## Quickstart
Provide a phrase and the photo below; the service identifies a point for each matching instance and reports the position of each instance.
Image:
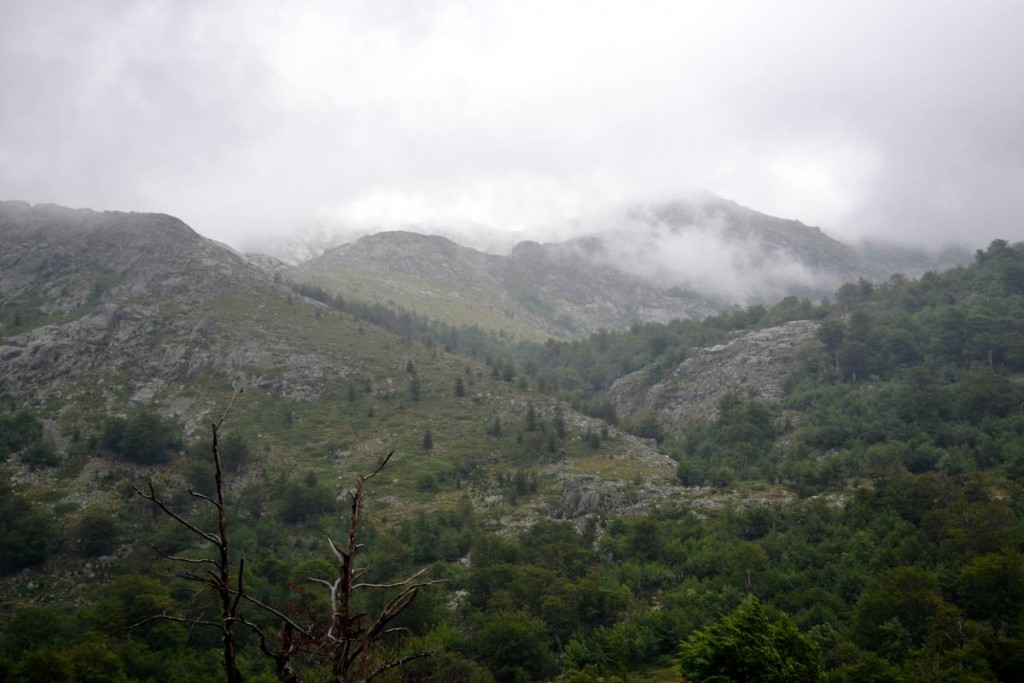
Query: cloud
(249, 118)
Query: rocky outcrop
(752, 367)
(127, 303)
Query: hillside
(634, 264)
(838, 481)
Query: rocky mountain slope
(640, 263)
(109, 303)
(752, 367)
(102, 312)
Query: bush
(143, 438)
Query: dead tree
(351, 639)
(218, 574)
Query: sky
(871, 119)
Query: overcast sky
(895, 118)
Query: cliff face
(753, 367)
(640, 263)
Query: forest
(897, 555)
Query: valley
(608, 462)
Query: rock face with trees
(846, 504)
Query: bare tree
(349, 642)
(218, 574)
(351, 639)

--

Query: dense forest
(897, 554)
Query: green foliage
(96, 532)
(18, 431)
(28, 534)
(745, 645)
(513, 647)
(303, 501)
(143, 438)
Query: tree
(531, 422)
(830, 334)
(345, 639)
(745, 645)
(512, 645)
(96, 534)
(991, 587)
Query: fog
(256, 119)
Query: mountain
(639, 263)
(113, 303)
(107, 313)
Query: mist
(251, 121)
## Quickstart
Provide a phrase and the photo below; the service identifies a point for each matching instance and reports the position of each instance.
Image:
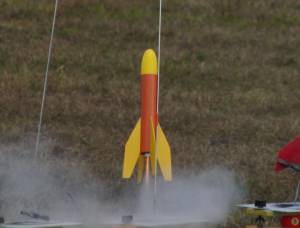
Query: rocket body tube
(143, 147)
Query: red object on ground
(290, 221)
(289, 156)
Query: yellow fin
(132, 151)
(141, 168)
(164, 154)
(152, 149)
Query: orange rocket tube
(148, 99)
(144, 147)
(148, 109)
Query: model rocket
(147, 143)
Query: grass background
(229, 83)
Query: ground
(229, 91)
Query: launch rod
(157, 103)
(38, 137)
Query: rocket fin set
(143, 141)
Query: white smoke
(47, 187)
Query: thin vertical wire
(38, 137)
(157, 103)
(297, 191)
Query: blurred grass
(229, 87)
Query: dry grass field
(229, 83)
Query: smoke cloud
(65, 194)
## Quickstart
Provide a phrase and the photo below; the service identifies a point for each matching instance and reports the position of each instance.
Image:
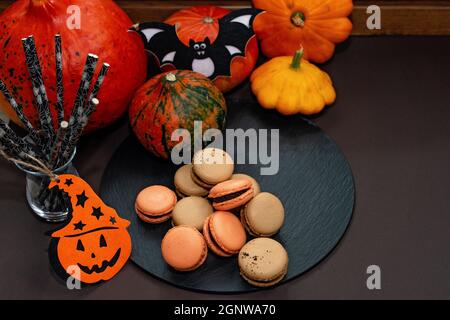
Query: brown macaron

-- TO DO --
List every line in the material above that contains the word "mountain".

-- SOLUTION TO THE EXERCISE --
Query: rocky mountain slope
Query: mountain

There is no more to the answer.